** Information shown follows **

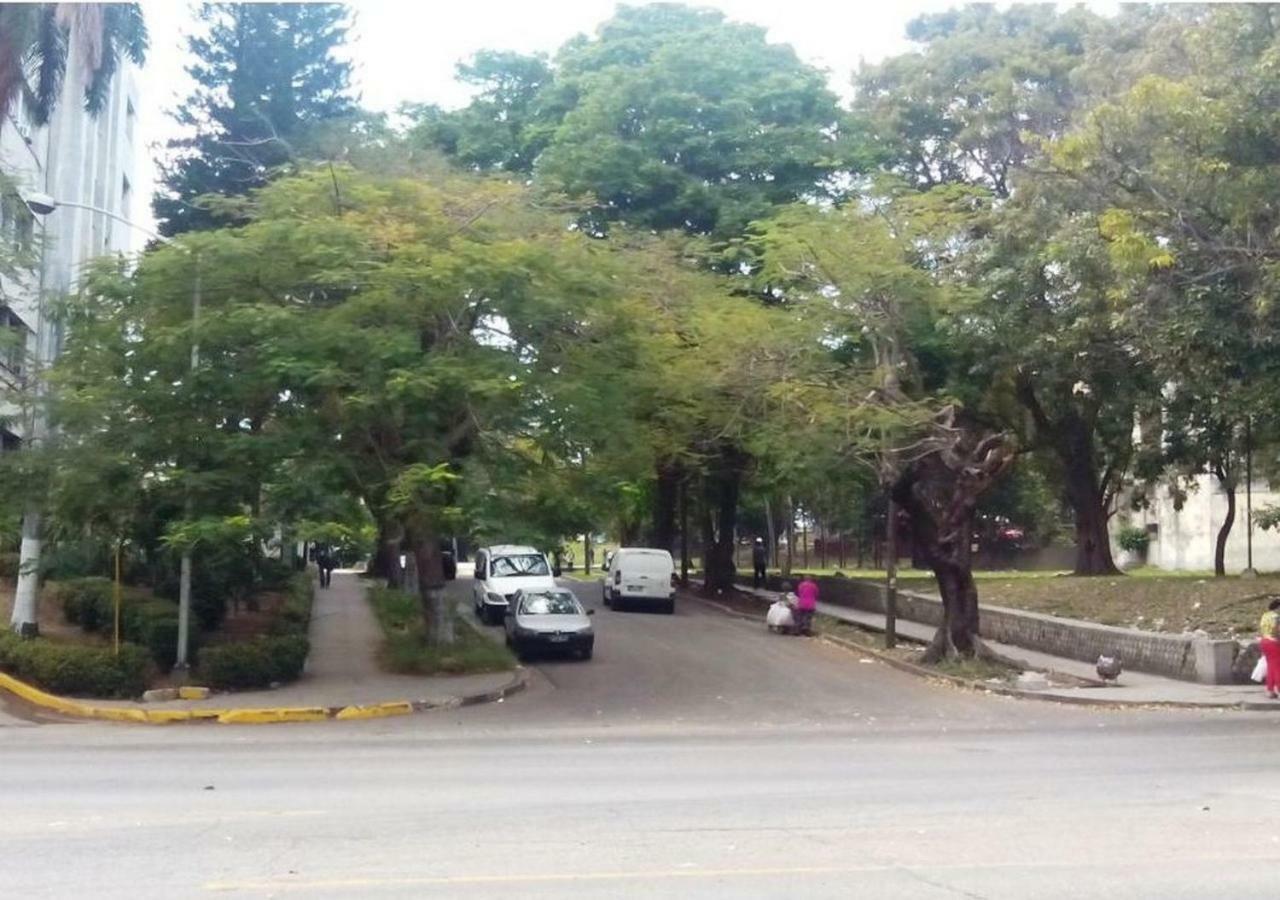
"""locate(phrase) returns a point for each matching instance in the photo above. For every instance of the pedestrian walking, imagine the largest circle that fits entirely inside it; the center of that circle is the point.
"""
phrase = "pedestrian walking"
(759, 562)
(1269, 642)
(807, 603)
(325, 563)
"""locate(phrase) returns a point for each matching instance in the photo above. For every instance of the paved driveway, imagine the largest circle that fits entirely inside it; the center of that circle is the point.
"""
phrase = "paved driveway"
(695, 757)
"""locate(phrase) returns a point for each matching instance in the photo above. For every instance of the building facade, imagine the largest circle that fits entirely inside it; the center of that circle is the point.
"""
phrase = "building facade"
(78, 160)
(1185, 539)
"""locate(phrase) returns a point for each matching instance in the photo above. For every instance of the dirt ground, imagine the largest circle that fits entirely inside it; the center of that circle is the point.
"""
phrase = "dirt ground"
(1228, 607)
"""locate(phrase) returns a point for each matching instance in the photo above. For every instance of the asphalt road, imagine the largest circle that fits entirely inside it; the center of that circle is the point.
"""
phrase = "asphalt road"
(696, 757)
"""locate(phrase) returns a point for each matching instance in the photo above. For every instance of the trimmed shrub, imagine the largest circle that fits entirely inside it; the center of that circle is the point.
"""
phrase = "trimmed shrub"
(76, 670)
(87, 603)
(254, 663)
(154, 624)
(277, 657)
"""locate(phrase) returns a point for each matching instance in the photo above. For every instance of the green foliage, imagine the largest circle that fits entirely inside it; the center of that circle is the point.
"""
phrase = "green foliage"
(275, 657)
(670, 117)
(76, 670)
(1133, 539)
(268, 77)
(87, 602)
(407, 652)
(254, 663)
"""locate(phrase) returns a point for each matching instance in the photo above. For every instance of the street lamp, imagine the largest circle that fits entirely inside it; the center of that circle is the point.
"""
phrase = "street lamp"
(24, 598)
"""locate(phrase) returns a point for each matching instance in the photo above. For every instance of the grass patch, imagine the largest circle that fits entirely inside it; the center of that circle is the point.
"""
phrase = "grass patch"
(1148, 599)
(406, 650)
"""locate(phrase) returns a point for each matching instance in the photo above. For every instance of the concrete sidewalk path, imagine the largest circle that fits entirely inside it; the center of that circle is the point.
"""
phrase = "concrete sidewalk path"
(1132, 688)
(342, 668)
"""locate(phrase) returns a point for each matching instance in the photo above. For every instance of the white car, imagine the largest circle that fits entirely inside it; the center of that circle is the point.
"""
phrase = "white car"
(643, 576)
(501, 571)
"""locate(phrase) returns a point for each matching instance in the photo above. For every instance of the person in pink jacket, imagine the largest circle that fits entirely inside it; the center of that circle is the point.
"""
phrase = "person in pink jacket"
(807, 603)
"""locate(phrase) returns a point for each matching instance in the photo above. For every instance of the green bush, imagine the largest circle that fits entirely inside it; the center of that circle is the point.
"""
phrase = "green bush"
(1133, 539)
(154, 624)
(76, 670)
(87, 603)
(254, 663)
(277, 657)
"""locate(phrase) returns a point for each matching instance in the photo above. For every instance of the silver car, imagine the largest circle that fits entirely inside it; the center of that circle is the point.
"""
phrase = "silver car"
(548, 618)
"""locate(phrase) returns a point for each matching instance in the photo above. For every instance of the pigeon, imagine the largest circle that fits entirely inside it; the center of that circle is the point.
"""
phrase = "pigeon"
(1109, 667)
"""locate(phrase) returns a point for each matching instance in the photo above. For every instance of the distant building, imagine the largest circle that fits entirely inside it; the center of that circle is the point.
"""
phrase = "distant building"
(80, 159)
(1185, 539)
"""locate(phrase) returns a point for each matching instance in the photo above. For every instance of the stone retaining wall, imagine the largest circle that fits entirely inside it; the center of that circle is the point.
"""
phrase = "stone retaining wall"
(1178, 656)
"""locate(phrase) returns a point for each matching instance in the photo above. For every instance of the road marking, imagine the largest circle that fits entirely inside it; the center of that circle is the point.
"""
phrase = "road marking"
(277, 885)
(464, 880)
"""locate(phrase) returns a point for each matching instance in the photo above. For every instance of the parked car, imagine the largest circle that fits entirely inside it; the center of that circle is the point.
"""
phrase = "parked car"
(501, 571)
(640, 576)
(548, 620)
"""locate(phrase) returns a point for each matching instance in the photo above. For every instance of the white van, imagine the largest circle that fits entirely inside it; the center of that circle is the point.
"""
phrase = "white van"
(640, 575)
(501, 571)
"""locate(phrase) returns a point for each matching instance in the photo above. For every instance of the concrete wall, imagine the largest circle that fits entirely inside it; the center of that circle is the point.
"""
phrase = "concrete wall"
(1188, 657)
(1185, 538)
(78, 159)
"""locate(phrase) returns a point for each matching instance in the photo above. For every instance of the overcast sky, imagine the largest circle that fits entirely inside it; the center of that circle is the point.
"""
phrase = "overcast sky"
(407, 49)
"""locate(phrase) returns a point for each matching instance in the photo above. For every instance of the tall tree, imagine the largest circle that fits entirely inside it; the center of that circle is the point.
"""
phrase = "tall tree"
(268, 76)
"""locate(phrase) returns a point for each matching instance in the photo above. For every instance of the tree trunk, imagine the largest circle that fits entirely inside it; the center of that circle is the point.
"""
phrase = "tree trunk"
(662, 534)
(425, 548)
(1225, 530)
(1087, 501)
(684, 533)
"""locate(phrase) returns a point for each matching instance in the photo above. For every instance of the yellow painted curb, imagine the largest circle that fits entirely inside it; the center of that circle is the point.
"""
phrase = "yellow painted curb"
(375, 711)
(270, 715)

** End of Information shown **

*Assignment*
Whenever you reach a picture, pass over it; print all the other material exactly.

*Written response*
"""locate(phrase) returns a point for each matching instance in the photo above. For every instance of the pedestrian walking, imagine the largest circle that fits entirely inside it; the center of that circle is the point.
"""
phrase = "pedestrian walking"
(759, 562)
(1269, 642)
(807, 603)
(325, 563)
"""locate(phrase) returns a point for each matching instance in the photo above. For every instance of the paved driveway, imagine the largest circle that fits entirely inside it; the center of that circle is the point.
"""
phrase = "paved driveway"
(695, 757)
"""locate(phrase) returns a point for each matching instance in the photo above. For every instance of the building facade, imagine the largest circle that fits entirely inside it; the center of that circle is the point.
"""
phrase = "building facade"
(78, 160)
(1185, 539)
"""locate(phrase) returns a point for each matching instance in the photo above. For every instance of the dirt ground, imagine the largest circle that fits entirely inside it; the center of that circle is the point.
"""
phrase = "dirt ground"
(1228, 607)
"""locate(phrase) returns a point for each matching instance in the photo above. For every instance of the asphalt road, imagine the largest circle that fits entirely inside it; the center of that circle is the point.
"""
phrase = "asphalt road"
(696, 757)
"""locate(phrase) returns a point for each matching instance in the photo above. For every instance of the trimmed shrub, imagine the largest circle that fits entirely inside it; the center of that circle is the point.
"""
phrase = "trimmed shrub"
(76, 670)
(87, 603)
(254, 663)
(154, 624)
(277, 657)
"""locate(phrase) returns a point for each matching instance in the photo above. For every instance of the green foliage, imagine the largest circle that fits entirely inside it; the center of that circle is the point.
"""
phrase = "green foliage"
(275, 657)
(670, 117)
(76, 670)
(1133, 539)
(268, 77)
(87, 602)
(407, 652)
(254, 663)
"""locate(phrase) returns a point for each matching instance in the photo above. For every instance of the street lamp, imagine the largest circle that fits entirely inside it; the center of that circle is the point.
"""
phrase = "street lamp"
(24, 598)
"""locate(phrase) returns a point for each matching instance in the photo above. For every instance of the grass patch, imagine the largest circle that fits entirely inside it; the center of that circle is the point.
"""
phrase = "grass patch"
(1148, 599)
(406, 650)
"""locate(phrase) returns a point for each matching instance in the photo above. For every instance of the concrete sidewalk path, imagine the largest circle that fits entirely inside it; the center of that circle is the point.
"""
phrase = "concrete sidewalk path"
(1132, 688)
(342, 668)
"""locate(phrase) returns a point for each matching instance in the photo above. For every instance of the white car, imagine the largest circle that fits entirely inside it; the center of that circle is the point.
"""
phrase = "white car"
(643, 576)
(501, 571)
"""locate(phrase) returns a point for each matching instance in the photo above. For every instance of the person in pink jacket, imagine the largest circle that fits entirely inside it; the center of that circle is the point.
"""
phrase = "person in pink jacket"
(807, 603)
"""locate(phrase) returns a point for each matching instance in the photo above. For every instance of the green bush, imagine the largest circle that fits entirely inside it; the center of that circle is the point.
"""
phrase = "green bush"
(1133, 539)
(154, 624)
(76, 670)
(87, 603)
(254, 663)
(277, 657)
"""locate(phrase) returns a point for each matching instance in the photo above. For every instance of the silver car, imagine the largest circle that fits entirely inside it; the center of that circle is the point.
"""
phrase = "silver car"
(548, 618)
"""locate(phrase) returns a point for each matching instance in the photo above. For every instance of the pigeon, imagine the largest circle that fits entirely inside it; the center of that circle is the point.
"""
phrase = "pigeon"
(1109, 667)
"""locate(phrase) returns a point for each matching instance in the photo above. For every instance of the distant building, imagine the largest circle that fits entirely inside it; the center of that circle is the point.
"""
phrase = "distant building"
(80, 159)
(1185, 539)
"""locate(phrase) returns a point for each matching instance in the photo above. For every instance of the stone retaining wall, imagine the largest circle that fits entirely inside it; the center of that circle is the point.
"""
phrase = "stone retaining wall"
(1178, 656)
"""locate(phrase) returns a point for each matching instance in the photo above. For every instance of the road marking, imagine the largest circle that fits entirely inside it; the center of that circle is the point.
"""
phrase = "road marking"
(277, 885)
(464, 880)
"""locate(phrase) returns a point for each matching instance in the photo above. For every instance of the parked car, imagine the largest circle that fits entirely inside it; the center of that circle is the point.
"""
phrase = "parked car"
(501, 571)
(640, 576)
(548, 620)
"""locate(phrase) returns a point for each matching instance in the photo above. For every instance of the white van, imagine the largest circle that fits entirely inside it; the center of that circle is the point.
"""
phrase = "white van"
(640, 575)
(501, 571)
"""locate(phrase) returns a point for each matching instance in the photo above. For every instance of the concrete wall, imagine the largest circle that fits entirely inside it; the center of that circle is the point.
"""
phrase = "concrete wall"
(1188, 657)
(1185, 538)
(78, 159)
"""locate(phrase) returns a point for each matching instance in the photo above. For every instance of the overcast sky, imagine the largest circle that fits entirely inside it; the center of that circle is the point.
"""
phrase = "overcast sky"
(407, 49)
"""locate(phrase) returns a point for each matching instance in the photo above. For every instance of the tall tree, imagine the largest circle that fits entirely inside it; the center of that circle is the point.
"""
phrase = "tall tree"
(268, 76)
"""locate(phrase) returns a point for each matching instance in the photo above. For every instance of the tree trunk, imagine the largest circle that fits entirely inside it; the center of that circle is the point.
"""
phrase = "tree trunk"
(662, 534)
(425, 548)
(1225, 530)
(1087, 501)
(684, 533)
"""locate(phrase) returns a point for each matching instance in the photo above. For every instance of the yellow painted curb, imagine the largest circle that fits entirely inside it; the center of that circle is the point.
"""
phrase = "yellow painted curb"
(375, 711)
(270, 715)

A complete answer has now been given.